## RECORDS SUPPLIED
::::

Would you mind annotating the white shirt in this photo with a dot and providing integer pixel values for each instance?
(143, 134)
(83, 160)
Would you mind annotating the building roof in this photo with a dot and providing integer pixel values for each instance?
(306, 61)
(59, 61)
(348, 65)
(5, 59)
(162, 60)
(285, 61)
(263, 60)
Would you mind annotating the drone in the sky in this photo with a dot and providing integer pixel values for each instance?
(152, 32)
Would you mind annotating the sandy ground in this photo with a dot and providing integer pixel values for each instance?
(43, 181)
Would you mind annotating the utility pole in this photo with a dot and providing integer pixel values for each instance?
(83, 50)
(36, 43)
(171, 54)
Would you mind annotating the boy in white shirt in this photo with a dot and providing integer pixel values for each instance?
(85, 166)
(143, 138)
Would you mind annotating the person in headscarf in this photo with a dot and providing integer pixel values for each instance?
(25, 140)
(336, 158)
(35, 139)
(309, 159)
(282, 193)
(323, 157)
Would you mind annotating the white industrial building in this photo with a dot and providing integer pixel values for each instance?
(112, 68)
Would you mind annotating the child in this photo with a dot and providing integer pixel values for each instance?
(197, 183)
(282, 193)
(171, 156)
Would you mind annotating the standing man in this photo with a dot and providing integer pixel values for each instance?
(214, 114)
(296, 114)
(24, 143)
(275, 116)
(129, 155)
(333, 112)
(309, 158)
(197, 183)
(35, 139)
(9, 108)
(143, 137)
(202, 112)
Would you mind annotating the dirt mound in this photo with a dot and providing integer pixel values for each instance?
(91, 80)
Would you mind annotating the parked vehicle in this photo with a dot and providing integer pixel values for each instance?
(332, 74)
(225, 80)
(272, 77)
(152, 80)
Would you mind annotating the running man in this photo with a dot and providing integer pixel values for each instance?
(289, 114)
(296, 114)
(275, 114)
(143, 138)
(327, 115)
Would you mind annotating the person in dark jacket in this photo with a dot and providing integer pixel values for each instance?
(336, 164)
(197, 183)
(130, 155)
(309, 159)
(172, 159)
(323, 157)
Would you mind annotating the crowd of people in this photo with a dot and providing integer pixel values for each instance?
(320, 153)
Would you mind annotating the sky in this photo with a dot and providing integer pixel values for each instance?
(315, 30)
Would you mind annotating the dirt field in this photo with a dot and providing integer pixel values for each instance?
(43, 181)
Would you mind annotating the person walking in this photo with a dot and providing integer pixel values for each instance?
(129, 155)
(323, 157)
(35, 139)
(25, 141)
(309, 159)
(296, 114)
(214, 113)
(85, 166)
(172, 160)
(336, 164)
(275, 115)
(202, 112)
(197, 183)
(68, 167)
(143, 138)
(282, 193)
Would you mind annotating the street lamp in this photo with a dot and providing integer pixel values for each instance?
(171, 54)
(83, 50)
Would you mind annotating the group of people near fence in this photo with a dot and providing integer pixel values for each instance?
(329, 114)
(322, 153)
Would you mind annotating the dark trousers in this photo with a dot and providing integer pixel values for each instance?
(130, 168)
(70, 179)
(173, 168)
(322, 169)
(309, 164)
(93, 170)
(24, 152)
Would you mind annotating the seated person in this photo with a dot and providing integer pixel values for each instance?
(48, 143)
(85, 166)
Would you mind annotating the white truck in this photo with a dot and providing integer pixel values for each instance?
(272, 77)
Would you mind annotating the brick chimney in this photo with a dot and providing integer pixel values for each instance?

::::

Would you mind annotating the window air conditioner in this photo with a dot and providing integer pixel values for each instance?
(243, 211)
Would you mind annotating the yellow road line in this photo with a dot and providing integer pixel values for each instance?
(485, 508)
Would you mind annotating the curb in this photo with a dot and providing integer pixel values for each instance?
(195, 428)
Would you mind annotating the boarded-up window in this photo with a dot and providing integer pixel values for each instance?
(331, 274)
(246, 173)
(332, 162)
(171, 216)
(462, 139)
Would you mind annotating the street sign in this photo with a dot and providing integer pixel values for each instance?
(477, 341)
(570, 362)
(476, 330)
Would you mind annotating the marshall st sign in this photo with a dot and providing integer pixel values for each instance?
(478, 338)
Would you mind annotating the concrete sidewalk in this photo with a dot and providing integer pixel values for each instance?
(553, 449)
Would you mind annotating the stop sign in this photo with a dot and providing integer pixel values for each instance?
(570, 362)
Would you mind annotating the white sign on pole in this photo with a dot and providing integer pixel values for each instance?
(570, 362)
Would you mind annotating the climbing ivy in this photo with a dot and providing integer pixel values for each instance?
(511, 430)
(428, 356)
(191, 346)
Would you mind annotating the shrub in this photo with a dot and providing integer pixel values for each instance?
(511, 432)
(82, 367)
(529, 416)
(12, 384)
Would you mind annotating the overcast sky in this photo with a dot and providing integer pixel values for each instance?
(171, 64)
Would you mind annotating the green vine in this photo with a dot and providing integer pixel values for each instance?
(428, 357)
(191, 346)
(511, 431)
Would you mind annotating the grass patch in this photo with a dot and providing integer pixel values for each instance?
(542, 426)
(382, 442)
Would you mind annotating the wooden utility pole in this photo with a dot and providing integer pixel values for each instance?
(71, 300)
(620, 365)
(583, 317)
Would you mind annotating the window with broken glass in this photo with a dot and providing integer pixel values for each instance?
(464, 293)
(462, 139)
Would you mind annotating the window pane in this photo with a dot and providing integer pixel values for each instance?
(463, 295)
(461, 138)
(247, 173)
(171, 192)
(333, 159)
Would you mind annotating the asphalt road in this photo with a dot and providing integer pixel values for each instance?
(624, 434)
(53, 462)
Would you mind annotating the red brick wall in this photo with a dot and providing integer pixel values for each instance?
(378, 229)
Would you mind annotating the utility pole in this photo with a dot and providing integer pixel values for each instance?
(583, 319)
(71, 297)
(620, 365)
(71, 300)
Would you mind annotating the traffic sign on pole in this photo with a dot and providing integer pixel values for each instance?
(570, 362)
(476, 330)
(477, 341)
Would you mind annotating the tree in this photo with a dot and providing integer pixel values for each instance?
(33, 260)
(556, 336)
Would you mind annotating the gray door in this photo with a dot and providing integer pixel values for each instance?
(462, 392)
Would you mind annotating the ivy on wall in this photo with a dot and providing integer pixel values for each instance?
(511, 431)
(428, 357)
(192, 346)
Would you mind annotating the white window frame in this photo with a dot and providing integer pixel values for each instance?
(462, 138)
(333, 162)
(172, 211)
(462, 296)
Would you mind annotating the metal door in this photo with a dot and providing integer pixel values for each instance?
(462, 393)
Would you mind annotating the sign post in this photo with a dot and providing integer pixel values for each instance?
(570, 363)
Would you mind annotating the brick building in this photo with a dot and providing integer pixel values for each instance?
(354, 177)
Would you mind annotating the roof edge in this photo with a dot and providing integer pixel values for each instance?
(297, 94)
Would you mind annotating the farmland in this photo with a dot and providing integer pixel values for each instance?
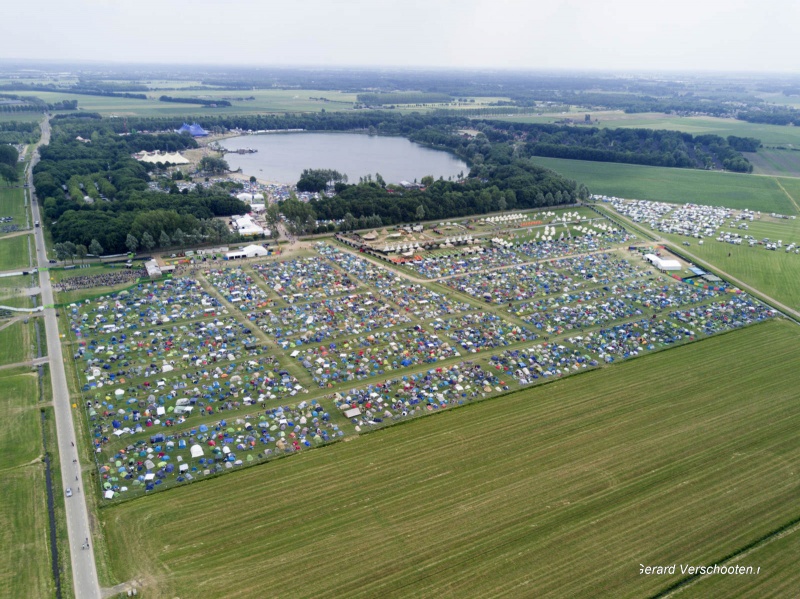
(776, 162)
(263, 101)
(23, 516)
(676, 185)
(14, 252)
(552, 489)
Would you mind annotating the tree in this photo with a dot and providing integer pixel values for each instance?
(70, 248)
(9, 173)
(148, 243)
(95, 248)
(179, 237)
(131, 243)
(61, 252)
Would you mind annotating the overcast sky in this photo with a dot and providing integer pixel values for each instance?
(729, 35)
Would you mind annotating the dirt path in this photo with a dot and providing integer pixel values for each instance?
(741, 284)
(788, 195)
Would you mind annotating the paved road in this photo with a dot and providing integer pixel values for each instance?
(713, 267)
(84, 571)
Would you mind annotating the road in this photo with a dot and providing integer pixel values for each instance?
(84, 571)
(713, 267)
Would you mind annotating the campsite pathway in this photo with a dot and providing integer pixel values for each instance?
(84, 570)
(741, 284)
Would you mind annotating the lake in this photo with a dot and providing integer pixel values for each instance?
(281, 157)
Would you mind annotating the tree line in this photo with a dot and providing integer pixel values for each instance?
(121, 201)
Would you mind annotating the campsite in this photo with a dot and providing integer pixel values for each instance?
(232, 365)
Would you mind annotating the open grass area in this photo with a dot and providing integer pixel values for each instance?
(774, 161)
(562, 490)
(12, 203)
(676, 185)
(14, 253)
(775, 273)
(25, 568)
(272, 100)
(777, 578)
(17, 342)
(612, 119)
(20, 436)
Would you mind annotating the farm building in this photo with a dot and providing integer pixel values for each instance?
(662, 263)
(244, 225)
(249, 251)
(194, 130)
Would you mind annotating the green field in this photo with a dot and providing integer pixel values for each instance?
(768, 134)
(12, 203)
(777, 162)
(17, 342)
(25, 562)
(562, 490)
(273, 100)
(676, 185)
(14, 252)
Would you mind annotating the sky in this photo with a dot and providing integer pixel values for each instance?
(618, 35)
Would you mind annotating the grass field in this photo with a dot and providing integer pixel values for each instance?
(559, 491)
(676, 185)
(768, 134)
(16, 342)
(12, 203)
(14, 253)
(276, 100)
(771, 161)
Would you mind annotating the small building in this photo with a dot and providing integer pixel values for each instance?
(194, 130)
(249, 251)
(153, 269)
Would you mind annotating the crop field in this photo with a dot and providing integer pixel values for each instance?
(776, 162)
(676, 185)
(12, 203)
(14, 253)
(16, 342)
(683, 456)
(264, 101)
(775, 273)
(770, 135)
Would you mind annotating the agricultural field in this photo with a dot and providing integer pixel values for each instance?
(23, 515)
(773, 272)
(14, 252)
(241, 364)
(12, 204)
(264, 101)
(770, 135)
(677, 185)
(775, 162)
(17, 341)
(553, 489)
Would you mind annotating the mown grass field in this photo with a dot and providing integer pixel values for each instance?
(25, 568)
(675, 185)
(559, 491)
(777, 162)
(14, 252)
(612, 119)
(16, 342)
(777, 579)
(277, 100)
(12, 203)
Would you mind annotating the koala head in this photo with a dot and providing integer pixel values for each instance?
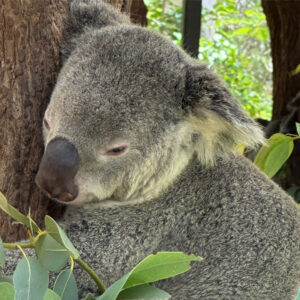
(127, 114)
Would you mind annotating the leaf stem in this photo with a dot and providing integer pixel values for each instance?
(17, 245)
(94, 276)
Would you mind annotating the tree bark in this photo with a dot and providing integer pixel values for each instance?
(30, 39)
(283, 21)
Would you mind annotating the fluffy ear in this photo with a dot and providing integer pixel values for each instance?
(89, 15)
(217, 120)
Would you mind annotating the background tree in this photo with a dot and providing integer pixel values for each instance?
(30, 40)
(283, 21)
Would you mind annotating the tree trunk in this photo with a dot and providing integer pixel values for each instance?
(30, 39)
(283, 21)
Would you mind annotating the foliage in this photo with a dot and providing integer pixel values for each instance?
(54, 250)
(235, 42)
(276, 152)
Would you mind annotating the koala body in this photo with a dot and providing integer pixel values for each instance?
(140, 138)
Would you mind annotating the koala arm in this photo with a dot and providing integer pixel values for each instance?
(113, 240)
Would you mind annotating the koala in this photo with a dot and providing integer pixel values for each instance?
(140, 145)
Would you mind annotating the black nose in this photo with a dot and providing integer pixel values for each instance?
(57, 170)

::::

Repeat, exactly as they stand above, the lines from the line with "Would you mind annotating the seated" to the line with "Would you mind annotating the brick chimney", both lines included.

## THE ANSWER
Would you mind annotating the seated person in this photo with a dot and providing integer pixel values for each instance?
(48, 143)
(85, 166)
Would you mind annotating the white truck in this photo with a dot and providing integer pixel values for each instance?
(272, 77)
Would you mind annotating the brick chimney in this photo with a dot and providing integer pixel values for each instance?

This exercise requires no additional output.